### [Your objective]
Please rewrite the data from the line with "phrase -- white stripe on cone" through the end of the data, keeping every line but shifting each answer coordinate by adding 43 to both of its numbers. Leave the pictures out.

### [Data to use]

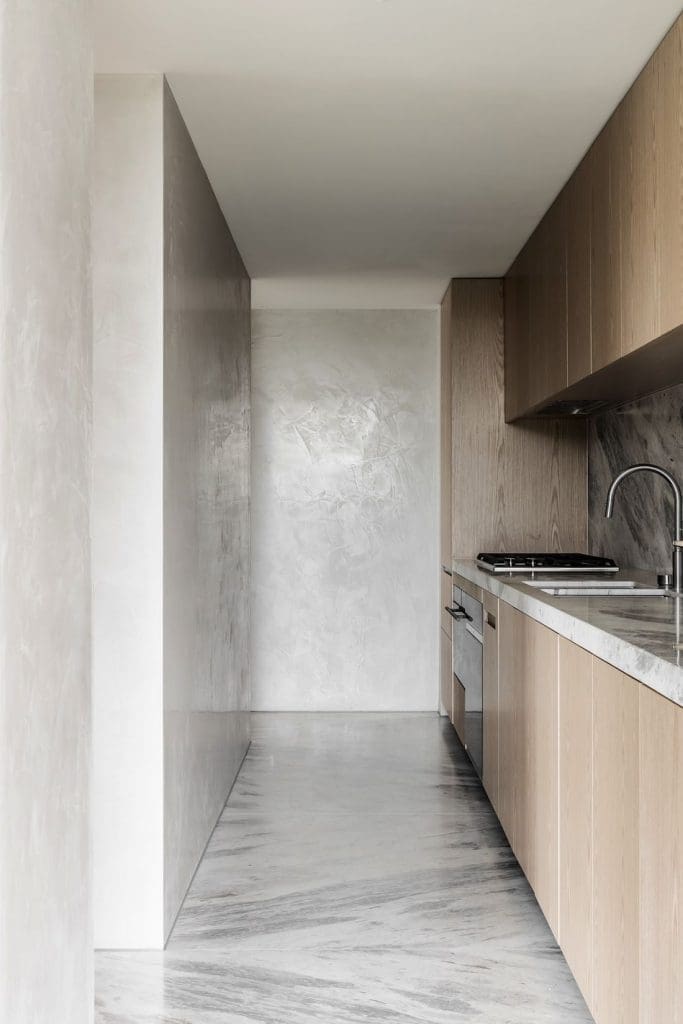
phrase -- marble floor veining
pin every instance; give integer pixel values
(357, 876)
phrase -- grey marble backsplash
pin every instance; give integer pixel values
(639, 535)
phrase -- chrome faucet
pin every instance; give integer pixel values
(677, 585)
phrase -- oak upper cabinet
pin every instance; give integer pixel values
(668, 84)
(613, 239)
(660, 905)
(615, 847)
(578, 199)
(517, 361)
(549, 310)
(491, 697)
(606, 163)
(640, 322)
(575, 812)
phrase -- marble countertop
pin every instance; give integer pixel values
(638, 635)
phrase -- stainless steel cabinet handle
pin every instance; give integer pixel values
(474, 633)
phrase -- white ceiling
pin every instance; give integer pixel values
(365, 152)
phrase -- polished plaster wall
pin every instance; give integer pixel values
(45, 393)
(127, 511)
(344, 524)
(650, 430)
(206, 509)
(170, 511)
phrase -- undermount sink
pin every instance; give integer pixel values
(597, 588)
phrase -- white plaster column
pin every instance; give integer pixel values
(45, 339)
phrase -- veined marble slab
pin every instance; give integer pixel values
(641, 636)
(357, 876)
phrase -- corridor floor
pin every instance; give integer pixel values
(357, 876)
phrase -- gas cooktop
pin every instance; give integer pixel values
(504, 561)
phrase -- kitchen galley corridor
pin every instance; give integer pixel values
(357, 873)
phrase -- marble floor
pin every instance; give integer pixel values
(356, 875)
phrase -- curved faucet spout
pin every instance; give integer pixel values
(678, 512)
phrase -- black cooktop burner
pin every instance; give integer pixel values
(544, 562)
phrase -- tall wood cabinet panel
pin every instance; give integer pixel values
(538, 832)
(605, 244)
(615, 857)
(549, 311)
(668, 73)
(527, 750)
(620, 220)
(575, 812)
(515, 487)
(491, 697)
(445, 431)
(640, 322)
(510, 675)
(660, 765)
(579, 189)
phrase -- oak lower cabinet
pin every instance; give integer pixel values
(575, 812)
(590, 794)
(528, 769)
(491, 697)
(660, 856)
(445, 669)
(458, 705)
(615, 933)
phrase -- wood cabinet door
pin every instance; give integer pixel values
(606, 157)
(548, 342)
(445, 668)
(489, 697)
(510, 675)
(615, 872)
(538, 833)
(668, 71)
(516, 299)
(579, 190)
(575, 812)
(446, 428)
(660, 766)
(639, 293)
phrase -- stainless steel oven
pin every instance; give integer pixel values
(468, 667)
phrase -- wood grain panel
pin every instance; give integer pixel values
(445, 432)
(491, 698)
(510, 674)
(548, 341)
(615, 870)
(660, 859)
(538, 837)
(668, 72)
(578, 197)
(515, 486)
(445, 668)
(575, 812)
(606, 158)
(640, 322)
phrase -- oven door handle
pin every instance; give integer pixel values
(474, 633)
(458, 612)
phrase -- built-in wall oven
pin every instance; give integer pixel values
(468, 667)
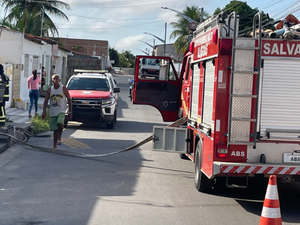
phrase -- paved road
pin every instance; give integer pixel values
(135, 187)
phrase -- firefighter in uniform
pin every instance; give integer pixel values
(3, 80)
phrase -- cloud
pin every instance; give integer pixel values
(129, 42)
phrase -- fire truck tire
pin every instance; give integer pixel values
(202, 183)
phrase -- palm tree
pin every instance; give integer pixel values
(181, 31)
(34, 13)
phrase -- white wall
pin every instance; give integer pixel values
(10, 53)
(11, 47)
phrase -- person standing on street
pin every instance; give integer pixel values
(43, 79)
(4, 80)
(58, 95)
(33, 86)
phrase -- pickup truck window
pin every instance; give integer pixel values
(93, 84)
(155, 69)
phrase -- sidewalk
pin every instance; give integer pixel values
(18, 118)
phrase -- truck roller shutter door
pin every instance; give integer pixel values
(195, 92)
(280, 99)
(208, 93)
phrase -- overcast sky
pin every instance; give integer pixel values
(123, 22)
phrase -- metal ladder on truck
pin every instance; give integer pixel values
(240, 120)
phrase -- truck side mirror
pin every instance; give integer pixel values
(116, 90)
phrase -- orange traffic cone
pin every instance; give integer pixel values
(270, 214)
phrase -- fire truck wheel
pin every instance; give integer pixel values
(202, 183)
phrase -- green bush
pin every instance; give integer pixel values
(40, 125)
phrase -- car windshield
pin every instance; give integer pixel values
(94, 84)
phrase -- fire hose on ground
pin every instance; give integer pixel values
(21, 131)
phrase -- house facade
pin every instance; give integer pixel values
(21, 54)
(94, 48)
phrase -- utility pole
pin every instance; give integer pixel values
(165, 39)
(25, 6)
(42, 21)
(201, 15)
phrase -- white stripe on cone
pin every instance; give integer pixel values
(272, 193)
(271, 213)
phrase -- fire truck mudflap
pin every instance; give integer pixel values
(245, 169)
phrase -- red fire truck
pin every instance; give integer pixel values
(242, 99)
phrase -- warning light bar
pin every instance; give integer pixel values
(90, 71)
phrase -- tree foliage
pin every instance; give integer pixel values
(114, 55)
(126, 59)
(181, 31)
(246, 15)
(34, 13)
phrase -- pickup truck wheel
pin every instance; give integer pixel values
(111, 125)
(202, 183)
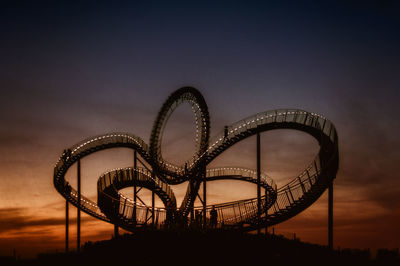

### [The response]
phrase -- white stripe on cone
pin every instance; give integer pixel values
(315, 236)
(314, 256)
phrase -- fire truck mudflap
pin every instance; give integer pixel values
(288, 212)
phrase -- red fire truck
pin every instance; give integer pixel values
(285, 142)
phrase -- warning light bar
pin every instance; give integer pixel values
(133, 114)
phrase -- tree foliage
pin every instance; give integer pixel values
(157, 98)
(169, 102)
(224, 74)
(289, 58)
(77, 56)
phrase -- pickup truck wheel
pin every instance; give integer pixel values
(154, 168)
(245, 226)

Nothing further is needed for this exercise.